• INSTRUCTION: Copy out the movie ratings notebook code below word for word, from start to finish.

• EXCERPT:
..........

In [6]:
from collections import defaultdict
from datetime import datetime
from math import sqrt

import numpy as np
import pandas as pd

%matplotlib inline

Read data


In [15]:
EUCLIDEAN = 'euclidean'
MANHATTAN = 'manhattan'
PEARSON = 'pearson'


def read_ratings_df():
    date_parser = lambda time_in_secs: datetime.utcfromtimestamp(float(time_in_secs))
    return pd.read_csv('ml-latest-small/ratings.csv', parse_dates=['timestamp'], date_parser=date_parser)


class MovieData(object):
    def __init__(self):
        self.ratings_df = read_ratings_df()
        self.ratings = defaultdict(dict)
        self.init_ratings()

    def init_ratings(self):
        for _, row in self.ratings_df.iterrows():
            self.ratings[row['userId']][row['movieId']] = row

    def get_movies(self, user_id):
        return set(self.ratings[user_id].keys())

    def get_unique_user_ids(self):
        return self.ratings_df['userId'].unique()

    def get_shared_ratings(self, user1_id, user2_id):
        movies1 = self.get_movies(user1_id)
        movies2 = self.get_movies(user2_id)

        shared_movies = movies1 & movies2

        ratings = {}

        for movie_id in shared_movies:
            ratings[movie_id] = (
                self.ratings[user1_id][movie_id]['rating'],
                self.ratings[user2_id][movie_id]['rating'],
            )

..........

Excerpts from location labeling data
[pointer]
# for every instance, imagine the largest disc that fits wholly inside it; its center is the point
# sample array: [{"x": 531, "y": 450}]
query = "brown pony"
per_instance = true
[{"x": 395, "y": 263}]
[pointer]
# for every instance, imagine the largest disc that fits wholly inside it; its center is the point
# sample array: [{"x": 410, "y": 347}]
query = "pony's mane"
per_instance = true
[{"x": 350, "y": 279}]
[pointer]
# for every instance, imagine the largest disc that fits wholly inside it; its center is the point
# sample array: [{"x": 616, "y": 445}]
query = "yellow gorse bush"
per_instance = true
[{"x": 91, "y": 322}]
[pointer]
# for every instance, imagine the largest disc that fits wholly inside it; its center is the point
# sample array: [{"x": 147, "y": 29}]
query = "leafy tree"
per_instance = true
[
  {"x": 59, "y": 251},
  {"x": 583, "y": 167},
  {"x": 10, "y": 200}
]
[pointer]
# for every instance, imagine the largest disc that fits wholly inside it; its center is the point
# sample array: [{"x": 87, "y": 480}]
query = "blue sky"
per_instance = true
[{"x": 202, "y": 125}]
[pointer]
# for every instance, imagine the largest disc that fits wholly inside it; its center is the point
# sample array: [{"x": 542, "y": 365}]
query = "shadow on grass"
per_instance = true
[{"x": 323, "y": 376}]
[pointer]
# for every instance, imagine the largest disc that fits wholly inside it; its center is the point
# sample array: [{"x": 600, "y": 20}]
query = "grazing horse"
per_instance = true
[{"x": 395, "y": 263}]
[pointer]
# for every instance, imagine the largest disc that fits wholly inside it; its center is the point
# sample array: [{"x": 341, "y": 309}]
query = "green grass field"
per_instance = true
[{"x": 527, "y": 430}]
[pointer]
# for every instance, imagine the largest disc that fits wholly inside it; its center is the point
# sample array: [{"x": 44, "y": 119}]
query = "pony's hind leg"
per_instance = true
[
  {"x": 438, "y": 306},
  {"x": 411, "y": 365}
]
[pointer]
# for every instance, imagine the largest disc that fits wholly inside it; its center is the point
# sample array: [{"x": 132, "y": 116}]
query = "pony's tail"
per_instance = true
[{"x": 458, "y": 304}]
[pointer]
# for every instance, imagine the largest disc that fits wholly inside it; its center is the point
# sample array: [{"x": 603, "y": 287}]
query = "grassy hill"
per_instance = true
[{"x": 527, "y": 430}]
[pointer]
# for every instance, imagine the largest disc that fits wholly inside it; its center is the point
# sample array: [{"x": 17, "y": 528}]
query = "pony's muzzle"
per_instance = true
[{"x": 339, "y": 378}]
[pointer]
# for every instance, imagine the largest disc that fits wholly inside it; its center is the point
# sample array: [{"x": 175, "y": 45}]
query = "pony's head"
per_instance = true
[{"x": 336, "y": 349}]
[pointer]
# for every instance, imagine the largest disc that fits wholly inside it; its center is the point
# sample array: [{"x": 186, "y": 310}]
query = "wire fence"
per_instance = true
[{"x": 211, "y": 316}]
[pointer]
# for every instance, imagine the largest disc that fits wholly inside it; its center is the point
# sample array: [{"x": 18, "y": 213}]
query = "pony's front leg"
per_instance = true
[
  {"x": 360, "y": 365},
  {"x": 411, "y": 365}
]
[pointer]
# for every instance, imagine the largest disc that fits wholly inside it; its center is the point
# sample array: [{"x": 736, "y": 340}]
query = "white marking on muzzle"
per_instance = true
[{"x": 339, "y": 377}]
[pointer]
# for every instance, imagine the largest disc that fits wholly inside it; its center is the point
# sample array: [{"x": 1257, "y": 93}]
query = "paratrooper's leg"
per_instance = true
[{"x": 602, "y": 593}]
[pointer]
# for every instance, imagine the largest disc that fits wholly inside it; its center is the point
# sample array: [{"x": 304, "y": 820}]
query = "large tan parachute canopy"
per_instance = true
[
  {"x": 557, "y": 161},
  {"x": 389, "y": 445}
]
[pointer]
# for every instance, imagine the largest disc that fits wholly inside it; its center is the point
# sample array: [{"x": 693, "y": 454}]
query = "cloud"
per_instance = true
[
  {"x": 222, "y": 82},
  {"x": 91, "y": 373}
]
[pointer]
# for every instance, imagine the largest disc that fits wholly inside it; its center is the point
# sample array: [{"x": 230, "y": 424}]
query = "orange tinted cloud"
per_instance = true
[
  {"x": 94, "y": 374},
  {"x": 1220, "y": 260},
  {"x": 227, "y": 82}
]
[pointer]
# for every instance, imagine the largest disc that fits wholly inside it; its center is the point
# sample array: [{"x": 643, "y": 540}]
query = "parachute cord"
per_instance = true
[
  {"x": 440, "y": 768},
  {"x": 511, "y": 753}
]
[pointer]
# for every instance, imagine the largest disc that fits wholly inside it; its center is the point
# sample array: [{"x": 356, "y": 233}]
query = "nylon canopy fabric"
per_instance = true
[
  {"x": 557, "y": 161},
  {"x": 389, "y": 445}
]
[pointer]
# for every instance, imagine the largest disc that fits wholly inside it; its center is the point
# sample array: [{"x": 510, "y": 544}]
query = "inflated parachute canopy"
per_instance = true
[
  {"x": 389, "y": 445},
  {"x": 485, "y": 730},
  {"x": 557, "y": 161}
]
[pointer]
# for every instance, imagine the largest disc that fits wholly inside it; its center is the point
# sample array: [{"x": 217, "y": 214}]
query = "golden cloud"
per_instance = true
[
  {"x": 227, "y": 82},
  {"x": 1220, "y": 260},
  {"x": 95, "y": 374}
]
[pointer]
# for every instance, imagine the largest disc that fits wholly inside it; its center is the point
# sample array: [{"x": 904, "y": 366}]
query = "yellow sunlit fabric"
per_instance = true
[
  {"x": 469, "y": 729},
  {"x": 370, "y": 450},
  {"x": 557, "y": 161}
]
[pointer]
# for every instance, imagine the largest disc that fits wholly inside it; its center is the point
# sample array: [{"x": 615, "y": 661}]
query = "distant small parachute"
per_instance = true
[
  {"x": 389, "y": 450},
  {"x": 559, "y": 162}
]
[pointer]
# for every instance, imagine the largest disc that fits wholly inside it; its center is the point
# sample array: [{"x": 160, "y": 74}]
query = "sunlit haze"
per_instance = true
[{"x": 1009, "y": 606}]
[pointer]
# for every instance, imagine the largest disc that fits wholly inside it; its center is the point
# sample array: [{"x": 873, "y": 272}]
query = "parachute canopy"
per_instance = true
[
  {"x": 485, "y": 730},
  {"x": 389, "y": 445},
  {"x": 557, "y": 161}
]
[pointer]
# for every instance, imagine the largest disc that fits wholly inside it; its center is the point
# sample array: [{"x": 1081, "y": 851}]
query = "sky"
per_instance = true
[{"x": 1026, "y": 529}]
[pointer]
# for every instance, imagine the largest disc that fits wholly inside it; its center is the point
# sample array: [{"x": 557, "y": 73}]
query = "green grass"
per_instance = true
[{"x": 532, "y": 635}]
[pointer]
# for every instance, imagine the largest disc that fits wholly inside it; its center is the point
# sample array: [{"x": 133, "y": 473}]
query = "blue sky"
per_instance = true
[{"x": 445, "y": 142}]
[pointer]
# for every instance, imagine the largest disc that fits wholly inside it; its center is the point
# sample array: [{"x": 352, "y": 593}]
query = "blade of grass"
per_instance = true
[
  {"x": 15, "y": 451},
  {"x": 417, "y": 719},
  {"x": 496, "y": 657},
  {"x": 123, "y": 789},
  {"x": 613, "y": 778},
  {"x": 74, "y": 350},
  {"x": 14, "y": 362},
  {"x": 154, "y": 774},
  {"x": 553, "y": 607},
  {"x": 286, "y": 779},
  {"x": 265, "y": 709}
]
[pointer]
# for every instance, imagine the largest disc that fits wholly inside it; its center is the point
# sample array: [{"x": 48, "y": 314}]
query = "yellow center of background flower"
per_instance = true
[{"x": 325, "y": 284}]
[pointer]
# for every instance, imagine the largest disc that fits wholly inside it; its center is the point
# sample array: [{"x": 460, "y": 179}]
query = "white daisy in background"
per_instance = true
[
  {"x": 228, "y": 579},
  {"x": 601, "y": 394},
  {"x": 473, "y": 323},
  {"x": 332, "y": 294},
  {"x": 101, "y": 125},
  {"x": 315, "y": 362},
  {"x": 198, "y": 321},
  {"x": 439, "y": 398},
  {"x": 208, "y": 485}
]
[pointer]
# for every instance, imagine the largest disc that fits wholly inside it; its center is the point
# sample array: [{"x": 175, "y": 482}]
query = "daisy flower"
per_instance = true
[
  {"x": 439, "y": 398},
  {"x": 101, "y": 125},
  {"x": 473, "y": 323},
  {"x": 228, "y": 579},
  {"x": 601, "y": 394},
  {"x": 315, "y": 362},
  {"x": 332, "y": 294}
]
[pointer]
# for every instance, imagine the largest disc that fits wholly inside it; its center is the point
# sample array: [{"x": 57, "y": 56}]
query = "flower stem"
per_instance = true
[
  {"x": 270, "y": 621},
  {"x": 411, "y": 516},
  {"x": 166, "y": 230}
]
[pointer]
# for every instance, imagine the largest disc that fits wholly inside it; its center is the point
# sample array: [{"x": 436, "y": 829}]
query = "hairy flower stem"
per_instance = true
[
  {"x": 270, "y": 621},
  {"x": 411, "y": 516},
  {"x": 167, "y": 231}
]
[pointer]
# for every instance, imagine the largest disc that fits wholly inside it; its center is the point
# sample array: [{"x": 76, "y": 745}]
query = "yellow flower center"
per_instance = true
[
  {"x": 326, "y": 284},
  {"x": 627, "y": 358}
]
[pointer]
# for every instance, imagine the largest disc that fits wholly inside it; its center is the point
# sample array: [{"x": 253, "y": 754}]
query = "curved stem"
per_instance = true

..........

• FINAL ANSWER:
In [6]:
from collections import defaultdict
from datetime import datetime
from math import sqrt

import numpy as np
import pandas as pd

%matplotlib inline

Read data


In [15]:
EUCLIDEAN = 'euclidean'
MANHATTAN = 'manhattan'
PEARSON = 'pearson'


def read_ratings_df():
    date_parser = lambda time_in_secs: datetime.utcfromtimestamp(float(time_in_secs))
    return pd.read_csv('ml-latest-small/ratings.csv', parse_dates=['timestamp'], date_parser=date_parser)


class MovieData(object):
    def __init__(self):
        self.ratings_df = read_ratings_df()
        self.ratings = defaultdict(dict)
        self.init_ratings()

    def init_ratings(self):
        for _, row in self.ratings_df.iterrows():
            self.ratings[row['userId']][row['movieId']] = row

    def get_movies(self, user_id):
        return set(self.ratings[user_id].keys())

    def get_unique_user_ids(self):
        return self.ratings_df['userId'].unique()

    def get_shared_ratings(self, user1_id, user2_id):
        movies1 = self.get_movies(user1_id)
        movies2 = self.get_movies(user2_id)

        shared_movies = movies1 & movies2

        ratings = {}

        for movie_id in shared_movies:
            ratings[movie_id] = (
                self.ratings[user1_id][movie_id]['rating'],
                self.ratings[user2_id][movie_id]['rating'],
            )